__INSTRUCTIONS FOR THE TASK__. Reproduce all of the entries below word for word, changing nothing.

(Labeled shape entries)
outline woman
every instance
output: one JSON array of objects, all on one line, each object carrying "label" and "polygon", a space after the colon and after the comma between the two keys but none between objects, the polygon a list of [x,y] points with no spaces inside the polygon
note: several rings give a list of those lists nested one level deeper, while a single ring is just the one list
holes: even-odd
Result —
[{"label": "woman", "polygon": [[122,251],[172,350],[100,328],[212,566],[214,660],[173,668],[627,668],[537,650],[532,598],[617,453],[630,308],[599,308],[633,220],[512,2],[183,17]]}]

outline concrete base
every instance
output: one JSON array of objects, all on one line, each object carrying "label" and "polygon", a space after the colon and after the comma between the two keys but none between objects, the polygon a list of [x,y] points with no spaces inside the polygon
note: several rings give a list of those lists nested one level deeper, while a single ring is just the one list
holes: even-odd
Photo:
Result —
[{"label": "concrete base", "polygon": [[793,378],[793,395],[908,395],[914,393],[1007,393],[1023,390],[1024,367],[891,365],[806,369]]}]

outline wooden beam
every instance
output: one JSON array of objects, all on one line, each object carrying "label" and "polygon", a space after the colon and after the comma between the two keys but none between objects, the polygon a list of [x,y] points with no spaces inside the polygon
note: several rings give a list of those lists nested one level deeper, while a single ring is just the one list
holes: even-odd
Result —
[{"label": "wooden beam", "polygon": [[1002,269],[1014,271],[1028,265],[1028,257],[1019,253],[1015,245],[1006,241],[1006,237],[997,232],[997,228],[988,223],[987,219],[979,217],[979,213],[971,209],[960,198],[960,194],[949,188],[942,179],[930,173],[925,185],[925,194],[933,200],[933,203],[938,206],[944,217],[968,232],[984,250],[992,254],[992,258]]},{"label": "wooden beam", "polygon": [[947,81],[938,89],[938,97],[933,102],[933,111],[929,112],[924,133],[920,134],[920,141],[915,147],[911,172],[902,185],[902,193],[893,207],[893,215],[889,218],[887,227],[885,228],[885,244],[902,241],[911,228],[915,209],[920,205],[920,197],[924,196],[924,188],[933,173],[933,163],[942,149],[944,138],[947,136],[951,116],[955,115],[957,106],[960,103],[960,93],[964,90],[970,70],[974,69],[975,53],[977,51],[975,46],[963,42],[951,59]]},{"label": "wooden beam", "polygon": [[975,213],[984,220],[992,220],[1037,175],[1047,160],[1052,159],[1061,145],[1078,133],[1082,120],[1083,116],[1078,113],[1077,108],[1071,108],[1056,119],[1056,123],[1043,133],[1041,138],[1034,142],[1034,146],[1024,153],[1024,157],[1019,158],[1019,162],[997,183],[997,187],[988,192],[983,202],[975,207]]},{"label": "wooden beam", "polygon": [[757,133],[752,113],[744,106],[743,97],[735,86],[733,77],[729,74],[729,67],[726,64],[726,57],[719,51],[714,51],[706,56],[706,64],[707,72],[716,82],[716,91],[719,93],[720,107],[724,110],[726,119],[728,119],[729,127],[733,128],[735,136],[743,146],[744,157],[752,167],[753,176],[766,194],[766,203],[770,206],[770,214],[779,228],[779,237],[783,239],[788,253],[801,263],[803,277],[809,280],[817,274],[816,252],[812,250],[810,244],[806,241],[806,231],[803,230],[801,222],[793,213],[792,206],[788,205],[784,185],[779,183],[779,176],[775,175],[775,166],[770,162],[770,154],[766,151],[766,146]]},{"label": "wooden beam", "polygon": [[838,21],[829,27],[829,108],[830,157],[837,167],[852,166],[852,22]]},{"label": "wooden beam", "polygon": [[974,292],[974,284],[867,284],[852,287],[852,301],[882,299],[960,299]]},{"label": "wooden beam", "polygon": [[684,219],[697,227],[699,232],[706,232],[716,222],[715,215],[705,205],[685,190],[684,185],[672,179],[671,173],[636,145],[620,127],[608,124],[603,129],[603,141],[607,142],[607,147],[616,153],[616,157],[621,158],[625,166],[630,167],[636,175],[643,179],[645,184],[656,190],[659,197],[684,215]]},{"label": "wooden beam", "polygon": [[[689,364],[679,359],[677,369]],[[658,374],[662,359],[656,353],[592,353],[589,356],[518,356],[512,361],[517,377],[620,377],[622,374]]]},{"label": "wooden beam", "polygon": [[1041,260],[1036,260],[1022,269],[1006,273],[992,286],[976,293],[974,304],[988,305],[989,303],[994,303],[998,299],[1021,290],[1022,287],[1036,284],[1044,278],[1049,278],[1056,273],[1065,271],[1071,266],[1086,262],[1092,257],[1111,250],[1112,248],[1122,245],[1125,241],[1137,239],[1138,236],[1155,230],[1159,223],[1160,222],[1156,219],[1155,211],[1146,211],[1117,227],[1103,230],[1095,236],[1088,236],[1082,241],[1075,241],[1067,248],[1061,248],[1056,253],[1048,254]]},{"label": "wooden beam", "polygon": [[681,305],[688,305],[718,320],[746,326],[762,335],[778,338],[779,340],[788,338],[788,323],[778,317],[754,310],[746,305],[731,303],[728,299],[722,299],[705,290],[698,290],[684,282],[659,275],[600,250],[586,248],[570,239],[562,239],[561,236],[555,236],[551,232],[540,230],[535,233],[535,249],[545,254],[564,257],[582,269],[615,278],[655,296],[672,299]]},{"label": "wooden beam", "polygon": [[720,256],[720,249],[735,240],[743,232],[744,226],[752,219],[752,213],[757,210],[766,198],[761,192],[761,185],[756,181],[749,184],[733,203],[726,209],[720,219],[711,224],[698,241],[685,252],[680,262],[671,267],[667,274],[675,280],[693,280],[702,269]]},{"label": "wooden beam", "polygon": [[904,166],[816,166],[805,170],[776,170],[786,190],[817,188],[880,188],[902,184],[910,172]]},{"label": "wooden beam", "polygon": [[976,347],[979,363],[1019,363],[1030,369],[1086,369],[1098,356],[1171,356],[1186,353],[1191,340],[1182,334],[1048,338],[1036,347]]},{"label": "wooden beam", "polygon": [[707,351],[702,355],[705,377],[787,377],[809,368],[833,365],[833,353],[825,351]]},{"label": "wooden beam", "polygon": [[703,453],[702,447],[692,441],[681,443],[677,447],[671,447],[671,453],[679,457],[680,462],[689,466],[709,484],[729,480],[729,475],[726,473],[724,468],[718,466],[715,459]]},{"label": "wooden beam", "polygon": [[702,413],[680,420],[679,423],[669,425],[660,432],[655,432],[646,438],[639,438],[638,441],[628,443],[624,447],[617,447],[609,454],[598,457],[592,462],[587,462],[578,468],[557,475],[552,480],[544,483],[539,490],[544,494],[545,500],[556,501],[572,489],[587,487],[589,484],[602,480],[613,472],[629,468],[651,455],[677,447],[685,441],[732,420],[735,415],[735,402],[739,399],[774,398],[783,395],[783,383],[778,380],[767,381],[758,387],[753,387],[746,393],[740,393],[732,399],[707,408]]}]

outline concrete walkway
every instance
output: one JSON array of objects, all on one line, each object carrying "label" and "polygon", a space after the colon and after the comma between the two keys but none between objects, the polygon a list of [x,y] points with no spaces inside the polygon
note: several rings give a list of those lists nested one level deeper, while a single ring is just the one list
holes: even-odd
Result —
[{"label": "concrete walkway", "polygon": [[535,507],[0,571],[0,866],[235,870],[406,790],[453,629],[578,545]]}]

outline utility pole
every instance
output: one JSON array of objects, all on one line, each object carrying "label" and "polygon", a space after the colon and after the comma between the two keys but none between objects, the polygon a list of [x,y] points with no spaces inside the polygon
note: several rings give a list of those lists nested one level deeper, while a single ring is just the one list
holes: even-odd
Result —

__ANSWER TO THIS TASK__.
outline woman
every instance
output: one JSON array of objects, all on one line, each object carrying "label" and "polygon", a space after the colon and after the comma between the two keys but none between objects, the polygon a list of [x,y] points with no spaces inside the polygon
note: several rings give a list of those lists nested one level deeper, while a single ring is just the one list
holes: even-odd
Result —
[{"label": "woman", "polygon": [[122,251],[172,350],[100,328],[212,566],[214,660],[173,668],[627,668],[537,650],[532,598],[617,453],[630,308],[599,308],[633,220],[512,2],[183,17]]}]

outline concrete base
every instance
output: one JSON array of objects, all on one line, each object carrying "label" and "polygon", a space after the colon and after the comma between the two keys but none between objects, the polygon a list of [x,y] points with no spaces inside the polygon
note: several rings give a list of those lists nested one level deeper, while a single ring is just the one list
holes: even-odd
Photo:
Result —
[{"label": "concrete base", "polygon": [[793,378],[793,395],[908,395],[914,393],[1007,393],[1023,390],[1024,367],[891,365],[806,369]]}]

outline wooden beam
every instance
output: one JSON array of objects, all on one line, each object carrying "label" and "polygon", a space after the colon and after the comma between the two keys but none between objects, the polygon a list of [x,y] points with no spaces inside the polygon
note: several rings give a list of those lists nested one level deeper, while a single ring is just the one list
holes: even-odd
Result —
[{"label": "wooden beam", "polygon": [[1002,269],[1014,271],[1028,265],[1028,257],[1019,253],[1015,245],[1006,241],[1006,237],[997,232],[997,228],[988,223],[987,219],[979,217],[979,213],[971,209],[960,198],[960,194],[949,188],[942,179],[930,173],[925,185],[925,194],[933,200],[933,203],[938,206],[944,217],[968,232],[984,250],[992,254],[992,258]]},{"label": "wooden beam", "polygon": [[947,81],[938,89],[938,97],[933,102],[933,111],[929,112],[924,133],[920,134],[920,141],[915,147],[911,172],[902,185],[902,193],[893,207],[893,215],[889,218],[887,227],[885,228],[885,244],[902,241],[911,228],[915,209],[920,205],[920,197],[924,196],[924,188],[933,173],[933,163],[942,149],[944,138],[947,136],[951,116],[955,115],[957,106],[960,103],[960,93],[964,90],[970,70],[974,69],[975,53],[977,51],[975,46],[963,42],[951,59]]},{"label": "wooden beam", "polygon": [[975,213],[984,220],[992,220],[1037,175],[1047,160],[1052,159],[1061,145],[1078,133],[1082,120],[1083,116],[1078,113],[1077,108],[1071,108],[1056,119],[1056,123],[1043,133],[1041,138],[1034,142],[1034,146],[1024,153],[1024,157],[1019,158],[1019,162],[997,183],[997,187],[988,192],[983,202],[975,207]]},{"label": "wooden beam", "polygon": [[757,133],[752,113],[744,106],[743,97],[735,86],[733,77],[729,74],[729,67],[726,64],[726,57],[719,51],[714,51],[706,56],[706,64],[707,72],[716,82],[716,91],[719,93],[720,107],[724,110],[726,119],[728,119],[729,127],[733,128],[735,136],[743,146],[744,157],[752,167],[753,176],[766,194],[766,203],[770,206],[770,214],[779,228],[779,237],[783,239],[788,253],[801,263],[803,277],[809,280],[817,274],[816,252],[812,250],[810,244],[806,241],[806,231],[803,230],[801,222],[793,213],[792,206],[788,205],[784,185],[779,183],[779,176],[775,175],[775,166],[770,162],[770,154],[766,151],[766,146]]},{"label": "wooden beam", "polygon": [[838,21],[829,27],[829,108],[830,157],[837,167],[852,166],[852,22]]},{"label": "wooden beam", "polygon": [[974,292],[974,284],[867,284],[852,287],[852,301],[882,299],[960,299]]},{"label": "wooden beam", "polygon": [[684,219],[697,227],[699,232],[706,232],[716,222],[715,215],[705,205],[685,190],[684,185],[672,179],[671,173],[636,145],[620,127],[608,124],[603,129],[603,141],[607,142],[607,147],[616,153],[616,157],[621,158],[625,166],[630,167],[636,175],[643,179],[645,184],[656,190],[659,197],[684,215]]},{"label": "wooden beam", "polygon": [[[689,364],[679,359],[677,369]],[[658,374],[662,359],[656,353],[592,353],[589,356],[518,356],[512,361],[517,377],[620,377],[622,374]]]},{"label": "wooden beam", "polygon": [[1041,260],[1036,260],[1022,269],[1006,273],[992,286],[976,293],[974,304],[988,305],[989,303],[994,303],[998,299],[1021,290],[1022,287],[1036,284],[1044,278],[1049,278],[1056,273],[1065,271],[1071,266],[1086,262],[1092,257],[1111,250],[1112,248],[1122,245],[1125,241],[1137,239],[1138,236],[1155,230],[1159,223],[1160,222],[1156,219],[1155,211],[1146,211],[1117,227],[1103,230],[1095,236],[1088,236],[1082,241],[1075,241],[1067,248],[1061,248],[1056,253],[1048,254]]},{"label": "wooden beam", "polygon": [[681,305],[688,305],[718,320],[746,326],[762,335],[778,338],[779,340],[788,338],[788,323],[778,317],[754,310],[746,305],[731,303],[728,299],[722,299],[705,290],[698,290],[684,282],[659,275],[600,250],[586,248],[570,239],[562,239],[561,236],[555,236],[551,232],[540,230],[535,233],[535,249],[545,254],[564,257],[582,269],[615,278],[655,296],[672,299]]},{"label": "wooden beam", "polygon": [[720,256],[720,249],[735,240],[743,232],[744,226],[752,219],[752,213],[757,210],[766,198],[761,192],[761,185],[756,181],[749,184],[733,203],[726,209],[720,219],[711,224],[698,241],[685,252],[680,262],[671,267],[667,274],[675,280],[693,280],[702,269]]},{"label": "wooden beam", "polygon": [[904,166],[816,166],[805,170],[776,170],[786,190],[817,188],[880,188],[902,184],[910,172]]},{"label": "wooden beam", "polygon": [[976,347],[979,363],[1019,363],[1030,369],[1086,369],[1098,356],[1171,356],[1186,353],[1191,340],[1182,334],[1048,338],[1036,347]]},{"label": "wooden beam", "polygon": [[707,351],[702,355],[705,377],[787,377],[809,368],[833,365],[833,353],[825,351]]},{"label": "wooden beam", "polygon": [[703,453],[702,447],[692,441],[681,443],[677,447],[671,447],[671,453],[679,457],[680,462],[689,466],[709,484],[729,480],[729,475],[726,473],[724,468],[718,466],[715,459]]},{"label": "wooden beam", "polygon": [[702,413],[680,420],[679,423],[669,425],[660,432],[655,432],[646,438],[639,438],[638,441],[628,443],[624,447],[617,447],[609,454],[598,457],[592,462],[587,462],[578,468],[557,475],[552,480],[544,483],[539,490],[544,494],[545,500],[556,501],[572,489],[587,487],[589,484],[602,480],[613,472],[629,468],[651,455],[677,447],[685,441],[732,420],[735,415],[735,402],[739,399],[774,398],[783,395],[783,383],[778,380],[767,381],[758,387],[753,387],[746,393],[740,393],[732,399],[707,408]]}]

outline concrete walkway
every instance
output: one JSON array of objects, all on one line, each object carrying "label" and "polygon", a space after the colon and after the comma between the two keys but none between objects, the polygon a list of [x,y] points with no spaces inside the polygon
note: several rings give a list of those lists nested one level deeper, while a single ring is just the one list
holes: even-odd
Result —
[{"label": "concrete walkway", "polygon": [[535,507],[0,571],[0,866],[235,870],[406,790],[453,629],[578,545]]}]

outline utility pole
every instance
output: one JSON array of objects, all on one line, each object carrying "label" and "polygon", a space after the colon and after the comma between the two keys but none between objects, the polygon a list of [x,y] points with no spaces inside the polygon
note: several rings give a list of those lists nested one level deeper, while a single ring is just the one list
holes: even-odd
Result —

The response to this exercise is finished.